**Problem 1**.
Decide whether each statement agrees with the article below on television viewing and mortality: (a) the study's participants were followed for eight years; (b) the participants had an average age of 47; (c) the participants spent an average of one hour a day on the computer. For each, answer yes or no and quote the words of the article that decide it.
**Problem 2**.
Pick up the article below on television viewing and mortality after its last sentence, and extend it by a few paragraphs in the same voice.

**Source document**.
————
Are you one of the 91% of people who binge-watched a television show in the past year? If so, have you put aside old grudges and finalized your will? Well, a new study from the University of Navarra in Pamplona, Spain shows that you should maybe get started on that.

According to a new study, people who watch three or more hours of television a day are twice as likely to die in the next few years ("twice as likely...next few years" you repeat over and over while it all goes black) as those who watch little or no television.

According to NBCNews, Dr. Martinez-Gonzalez of the University of Navarra and her colleagues used an ongoing study of 13,284 people with an average age of 37. The participants were followed for eight years, and spent an average of two hours a day on the computer and an hour a day driving. Dr. Martinez-Gonzalez wrote about the study in the Journal of the American Heart Association:

"Participants reporting three or more hours a day of television viewing had a twofold higher risk of mortality than those reporting less than one hour a day."
————
**Information given**.

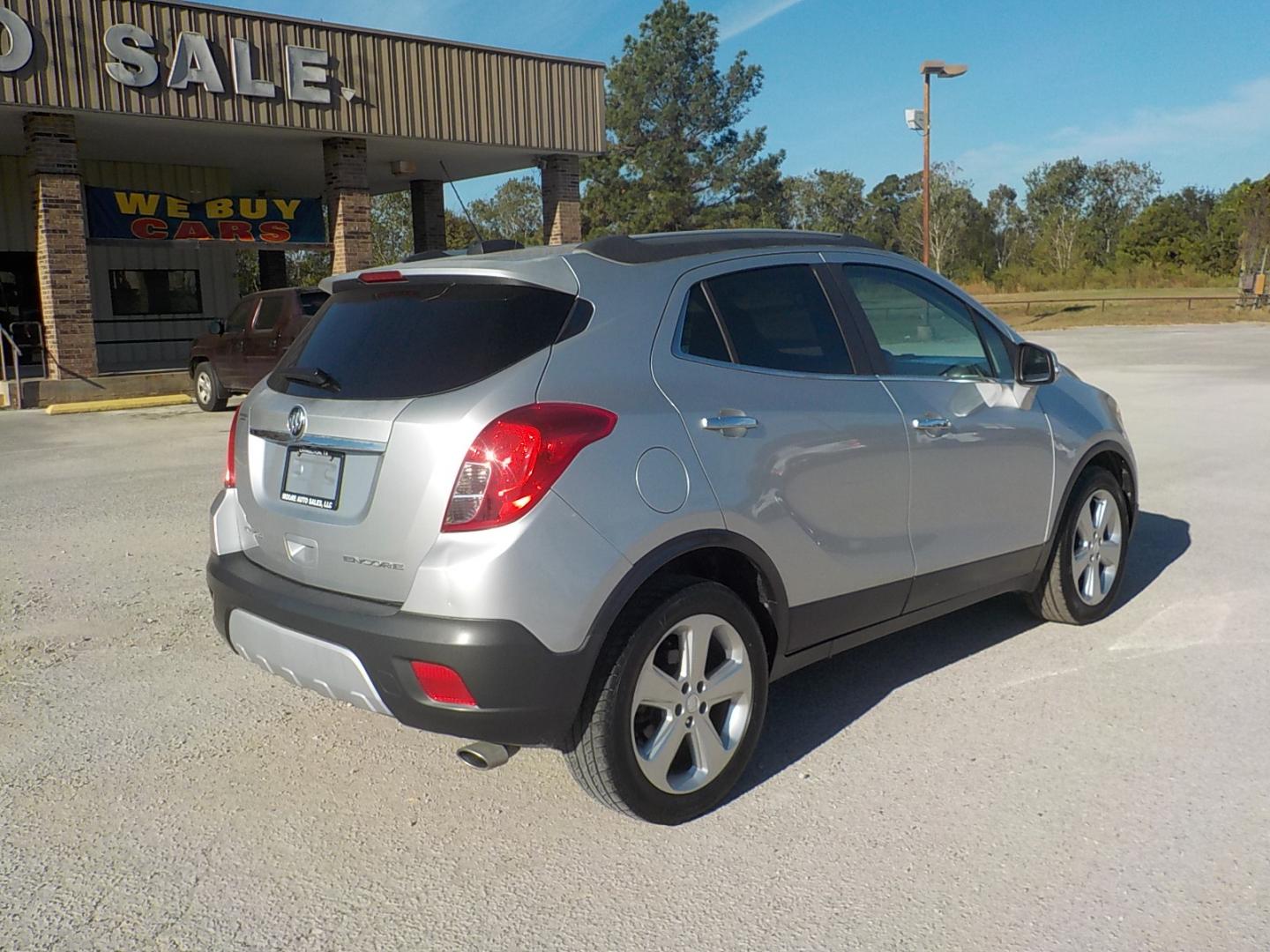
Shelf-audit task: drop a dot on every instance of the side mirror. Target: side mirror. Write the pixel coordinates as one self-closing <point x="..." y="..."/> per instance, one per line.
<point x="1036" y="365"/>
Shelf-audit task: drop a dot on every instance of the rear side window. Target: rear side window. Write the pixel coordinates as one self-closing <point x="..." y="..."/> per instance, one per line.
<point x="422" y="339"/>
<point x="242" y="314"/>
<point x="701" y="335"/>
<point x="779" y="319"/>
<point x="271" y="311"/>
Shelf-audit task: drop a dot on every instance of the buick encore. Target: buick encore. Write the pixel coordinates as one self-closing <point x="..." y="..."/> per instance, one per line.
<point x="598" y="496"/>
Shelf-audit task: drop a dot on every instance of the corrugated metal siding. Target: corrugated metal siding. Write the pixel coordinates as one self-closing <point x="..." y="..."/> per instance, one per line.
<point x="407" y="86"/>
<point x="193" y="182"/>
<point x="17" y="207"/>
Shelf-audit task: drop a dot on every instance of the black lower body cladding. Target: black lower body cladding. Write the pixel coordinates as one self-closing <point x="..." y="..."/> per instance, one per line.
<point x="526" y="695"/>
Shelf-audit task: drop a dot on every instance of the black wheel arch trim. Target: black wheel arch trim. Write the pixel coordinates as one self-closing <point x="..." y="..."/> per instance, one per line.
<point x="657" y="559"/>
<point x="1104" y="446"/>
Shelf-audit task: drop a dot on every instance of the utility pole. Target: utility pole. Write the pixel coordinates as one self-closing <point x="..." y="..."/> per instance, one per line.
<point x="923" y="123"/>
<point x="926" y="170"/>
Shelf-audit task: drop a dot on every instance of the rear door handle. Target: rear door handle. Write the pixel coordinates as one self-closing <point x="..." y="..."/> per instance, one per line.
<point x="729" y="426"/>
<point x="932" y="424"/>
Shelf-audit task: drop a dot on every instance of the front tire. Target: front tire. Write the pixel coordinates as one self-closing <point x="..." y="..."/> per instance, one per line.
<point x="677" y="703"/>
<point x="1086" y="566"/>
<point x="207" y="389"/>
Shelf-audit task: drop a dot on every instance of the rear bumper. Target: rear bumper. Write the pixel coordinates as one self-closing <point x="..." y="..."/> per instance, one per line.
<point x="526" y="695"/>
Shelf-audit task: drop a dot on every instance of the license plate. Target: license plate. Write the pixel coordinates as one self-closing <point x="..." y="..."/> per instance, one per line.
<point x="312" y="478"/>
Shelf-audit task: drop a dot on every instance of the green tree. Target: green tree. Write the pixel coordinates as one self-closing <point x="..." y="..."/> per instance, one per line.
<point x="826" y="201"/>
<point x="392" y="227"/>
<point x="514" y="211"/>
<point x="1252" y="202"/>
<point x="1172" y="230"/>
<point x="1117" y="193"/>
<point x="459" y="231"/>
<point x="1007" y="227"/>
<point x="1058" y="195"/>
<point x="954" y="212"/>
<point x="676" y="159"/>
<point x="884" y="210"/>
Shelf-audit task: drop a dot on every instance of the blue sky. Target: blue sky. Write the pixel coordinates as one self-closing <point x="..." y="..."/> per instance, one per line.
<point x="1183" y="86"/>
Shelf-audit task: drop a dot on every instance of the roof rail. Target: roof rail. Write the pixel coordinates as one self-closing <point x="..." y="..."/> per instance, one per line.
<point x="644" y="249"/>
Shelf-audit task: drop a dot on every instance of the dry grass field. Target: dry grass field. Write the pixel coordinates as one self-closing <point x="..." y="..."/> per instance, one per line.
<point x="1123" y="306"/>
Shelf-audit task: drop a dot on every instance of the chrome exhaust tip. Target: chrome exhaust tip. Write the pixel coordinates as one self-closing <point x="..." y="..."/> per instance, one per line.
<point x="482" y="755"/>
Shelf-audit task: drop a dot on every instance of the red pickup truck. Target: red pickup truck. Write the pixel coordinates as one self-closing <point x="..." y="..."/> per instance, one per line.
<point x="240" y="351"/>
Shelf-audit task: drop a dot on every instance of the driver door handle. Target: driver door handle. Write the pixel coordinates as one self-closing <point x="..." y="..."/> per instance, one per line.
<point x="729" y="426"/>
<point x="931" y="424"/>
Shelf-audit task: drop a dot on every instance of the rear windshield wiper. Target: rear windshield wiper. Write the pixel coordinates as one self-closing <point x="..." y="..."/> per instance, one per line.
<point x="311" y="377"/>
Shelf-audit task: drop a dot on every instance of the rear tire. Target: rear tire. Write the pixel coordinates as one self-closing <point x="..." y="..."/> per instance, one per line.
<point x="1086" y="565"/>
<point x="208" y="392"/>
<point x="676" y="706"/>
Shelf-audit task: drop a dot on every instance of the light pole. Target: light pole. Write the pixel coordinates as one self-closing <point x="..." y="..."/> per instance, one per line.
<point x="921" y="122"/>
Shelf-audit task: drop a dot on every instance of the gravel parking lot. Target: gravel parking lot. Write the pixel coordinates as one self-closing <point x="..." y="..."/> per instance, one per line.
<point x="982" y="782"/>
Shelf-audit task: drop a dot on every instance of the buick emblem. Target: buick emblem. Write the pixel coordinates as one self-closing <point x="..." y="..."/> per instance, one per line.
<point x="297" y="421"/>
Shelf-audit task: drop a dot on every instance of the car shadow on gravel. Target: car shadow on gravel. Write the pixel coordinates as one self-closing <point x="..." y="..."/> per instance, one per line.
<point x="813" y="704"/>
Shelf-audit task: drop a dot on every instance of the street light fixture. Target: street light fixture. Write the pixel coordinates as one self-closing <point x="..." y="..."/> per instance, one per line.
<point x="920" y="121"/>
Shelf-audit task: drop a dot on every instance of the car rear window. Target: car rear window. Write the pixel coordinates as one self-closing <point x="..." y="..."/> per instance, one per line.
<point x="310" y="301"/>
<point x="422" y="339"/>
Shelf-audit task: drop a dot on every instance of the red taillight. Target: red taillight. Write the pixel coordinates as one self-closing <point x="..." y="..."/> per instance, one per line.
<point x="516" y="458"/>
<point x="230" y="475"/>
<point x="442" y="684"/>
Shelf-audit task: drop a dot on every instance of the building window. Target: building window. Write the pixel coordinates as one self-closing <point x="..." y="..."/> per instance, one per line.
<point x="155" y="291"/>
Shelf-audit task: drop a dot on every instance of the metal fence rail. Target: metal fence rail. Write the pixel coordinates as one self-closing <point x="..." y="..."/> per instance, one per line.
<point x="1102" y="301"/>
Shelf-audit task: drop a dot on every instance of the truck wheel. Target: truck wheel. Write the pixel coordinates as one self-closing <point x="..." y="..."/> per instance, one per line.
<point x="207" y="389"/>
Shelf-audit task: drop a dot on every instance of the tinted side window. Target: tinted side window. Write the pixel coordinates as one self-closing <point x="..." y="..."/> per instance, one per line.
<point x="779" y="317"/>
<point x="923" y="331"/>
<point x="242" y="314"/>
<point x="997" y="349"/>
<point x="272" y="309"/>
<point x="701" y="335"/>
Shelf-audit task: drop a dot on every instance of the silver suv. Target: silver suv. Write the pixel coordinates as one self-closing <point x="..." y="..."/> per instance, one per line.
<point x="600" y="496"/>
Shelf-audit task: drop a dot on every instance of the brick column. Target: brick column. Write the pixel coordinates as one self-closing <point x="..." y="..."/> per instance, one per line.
————
**Exercise response 1**.
(a) Yes: "The participants were followed for eight years"
(b) No: "an average age of 37"
(c) No: "spent an average of two hours a day on the computer"

**Exercise response 2**.
NBCNews details the ways in which these binge-watchers crumbled to dust:

For every two extra hours of watching TV over and above one hour a day, the volunteers were 44 percent more likely to die from heart disease or stroke, 21 percent more likely to die of cancer and 55 percent more likely to die from something else, and that's taking in account their age, sex, whether they smoked, whether they were obese and whether they ate a healthy, Mediterranean diet.

Holy shit!

This fits in with other recent research that shows for every two hours spent sitting in front of the computer or television, the average American raises his or her risk of colon cancer by 8 percent, of endometrial cancer by 10 percent and of lung cancer by 6 percent.

What the fuck! Why?!

Why would that be? "No one yet knows the answer, but if you're the type of person who has a lot of time but spends it sitting in front of the television, you also have other sedentary behaviors, like not going outside too much or engaging in physical activity," said Dr. Nieca Goldberg, a cardiologist at New York University who was not involved in the study.

Goldberg went on to say, "Compared to driving a car or doing work on a computer, television is a very passive activity." Martinez-Gonzalez thought that it may be because people ate more junk food while binge-watching than they normally would, but found that, even when that element was taken into consideration, "TV watching seemed especially deadly."

Rest in peace?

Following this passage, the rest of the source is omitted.